- [Task prompt]: Reproduce, unchanged, everything from the line containing "Quality check round. The original labels for chimney" down to the last line of the rows below, both ends included.

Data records
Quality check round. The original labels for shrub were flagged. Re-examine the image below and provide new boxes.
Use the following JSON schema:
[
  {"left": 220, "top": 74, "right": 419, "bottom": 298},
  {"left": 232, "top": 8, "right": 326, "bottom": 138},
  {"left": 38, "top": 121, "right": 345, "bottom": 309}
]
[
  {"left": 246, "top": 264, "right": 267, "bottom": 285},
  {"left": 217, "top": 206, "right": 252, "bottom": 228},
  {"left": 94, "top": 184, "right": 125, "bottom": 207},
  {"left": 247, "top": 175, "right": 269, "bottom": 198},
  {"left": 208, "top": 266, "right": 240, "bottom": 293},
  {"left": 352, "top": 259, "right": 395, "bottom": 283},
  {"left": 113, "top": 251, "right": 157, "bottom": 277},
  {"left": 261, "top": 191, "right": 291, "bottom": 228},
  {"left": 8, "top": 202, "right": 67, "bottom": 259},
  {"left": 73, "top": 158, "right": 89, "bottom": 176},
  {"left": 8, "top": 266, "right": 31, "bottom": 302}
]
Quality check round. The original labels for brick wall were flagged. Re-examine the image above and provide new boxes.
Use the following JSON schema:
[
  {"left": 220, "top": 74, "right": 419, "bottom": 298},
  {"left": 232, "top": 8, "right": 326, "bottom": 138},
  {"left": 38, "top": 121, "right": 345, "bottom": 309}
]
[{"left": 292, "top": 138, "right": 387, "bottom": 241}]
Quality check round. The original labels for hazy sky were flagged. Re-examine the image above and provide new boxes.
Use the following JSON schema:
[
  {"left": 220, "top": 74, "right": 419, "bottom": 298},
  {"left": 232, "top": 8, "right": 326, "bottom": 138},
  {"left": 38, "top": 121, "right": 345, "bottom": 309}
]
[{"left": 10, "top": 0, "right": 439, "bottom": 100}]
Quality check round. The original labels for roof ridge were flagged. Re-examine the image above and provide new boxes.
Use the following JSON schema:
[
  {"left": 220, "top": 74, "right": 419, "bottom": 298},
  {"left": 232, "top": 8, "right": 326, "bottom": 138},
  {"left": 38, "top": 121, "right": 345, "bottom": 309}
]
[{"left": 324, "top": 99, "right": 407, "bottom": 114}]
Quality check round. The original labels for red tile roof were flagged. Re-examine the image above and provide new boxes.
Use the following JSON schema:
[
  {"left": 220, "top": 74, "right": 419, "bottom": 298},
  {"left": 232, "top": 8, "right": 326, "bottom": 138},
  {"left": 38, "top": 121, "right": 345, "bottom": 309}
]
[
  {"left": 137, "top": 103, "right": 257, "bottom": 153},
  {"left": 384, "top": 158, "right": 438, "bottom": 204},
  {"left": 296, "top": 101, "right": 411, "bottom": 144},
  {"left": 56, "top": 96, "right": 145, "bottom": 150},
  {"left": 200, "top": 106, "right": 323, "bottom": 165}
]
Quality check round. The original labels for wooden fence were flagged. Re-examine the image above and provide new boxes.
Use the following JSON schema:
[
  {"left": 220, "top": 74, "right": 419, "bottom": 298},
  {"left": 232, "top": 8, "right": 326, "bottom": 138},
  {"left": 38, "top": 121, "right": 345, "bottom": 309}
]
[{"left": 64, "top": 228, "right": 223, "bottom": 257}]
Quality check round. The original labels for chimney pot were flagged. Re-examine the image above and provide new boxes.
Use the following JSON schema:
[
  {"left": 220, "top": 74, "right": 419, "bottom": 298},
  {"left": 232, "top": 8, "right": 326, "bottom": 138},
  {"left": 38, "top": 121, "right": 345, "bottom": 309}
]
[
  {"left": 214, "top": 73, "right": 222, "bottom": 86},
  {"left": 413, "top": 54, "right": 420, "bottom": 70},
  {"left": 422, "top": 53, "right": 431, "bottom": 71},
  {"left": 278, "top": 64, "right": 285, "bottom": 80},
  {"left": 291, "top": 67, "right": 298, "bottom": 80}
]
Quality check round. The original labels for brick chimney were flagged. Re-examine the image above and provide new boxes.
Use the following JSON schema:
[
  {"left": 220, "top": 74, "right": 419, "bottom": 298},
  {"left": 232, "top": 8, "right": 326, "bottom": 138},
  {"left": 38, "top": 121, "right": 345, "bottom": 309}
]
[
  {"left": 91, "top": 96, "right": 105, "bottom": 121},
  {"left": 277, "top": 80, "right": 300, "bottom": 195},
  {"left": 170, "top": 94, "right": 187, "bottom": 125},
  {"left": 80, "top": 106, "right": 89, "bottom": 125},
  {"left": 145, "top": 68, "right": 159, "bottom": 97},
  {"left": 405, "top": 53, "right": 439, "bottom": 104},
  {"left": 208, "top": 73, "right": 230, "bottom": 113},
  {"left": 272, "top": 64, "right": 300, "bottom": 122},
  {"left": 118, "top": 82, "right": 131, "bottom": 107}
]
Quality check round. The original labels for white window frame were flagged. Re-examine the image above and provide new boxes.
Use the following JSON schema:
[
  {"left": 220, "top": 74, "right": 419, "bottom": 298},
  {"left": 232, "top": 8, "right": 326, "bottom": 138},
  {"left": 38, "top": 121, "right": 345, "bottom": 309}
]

- [Written solution]:
Quality check round. The original labels for chimney pot were flagged. Re-examine the image above and provide new boxes.
Use the following JSON schema:
[
  {"left": 220, "top": 74, "right": 419, "bottom": 298},
  {"left": 232, "top": 8, "right": 326, "bottom": 138},
  {"left": 38, "top": 121, "right": 345, "bottom": 309}
]
[
  {"left": 214, "top": 73, "right": 222, "bottom": 86},
  {"left": 413, "top": 54, "right": 420, "bottom": 70},
  {"left": 422, "top": 53, "right": 431, "bottom": 71},
  {"left": 278, "top": 64, "right": 285, "bottom": 80},
  {"left": 291, "top": 67, "right": 298, "bottom": 80}
]
Quality check round. The original labels for brick chimney were flagged. Re-examine the image above and provide new boxes.
Use the following JSON schema:
[
  {"left": 220, "top": 74, "right": 419, "bottom": 298},
  {"left": 232, "top": 8, "right": 326, "bottom": 138},
  {"left": 38, "top": 121, "right": 345, "bottom": 309}
]
[
  {"left": 91, "top": 96, "right": 105, "bottom": 121},
  {"left": 277, "top": 80, "right": 300, "bottom": 195},
  {"left": 170, "top": 94, "right": 187, "bottom": 125},
  {"left": 80, "top": 106, "right": 89, "bottom": 125},
  {"left": 145, "top": 68, "right": 159, "bottom": 97},
  {"left": 405, "top": 53, "right": 439, "bottom": 104},
  {"left": 208, "top": 73, "right": 230, "bottom": 113},
  {"left": 272, "top": 64, "right": 300, "bottom": 122},
  {"left": 118, "top": 82, "right": 131, "bottom": 107}
]
Quality check round. The original labels for white window frame were flagged. Re-examine the image above and provide new boxes.
Use the following JSON schema:
[
  {"left": 220, "top": 74, "right": 419, "bottom": 298},
  {"left": 232, "top": 8, "right": 326, "bottom": 138},
  {"left": 38, "top": 121, "right": 345, "bottom": 309}
]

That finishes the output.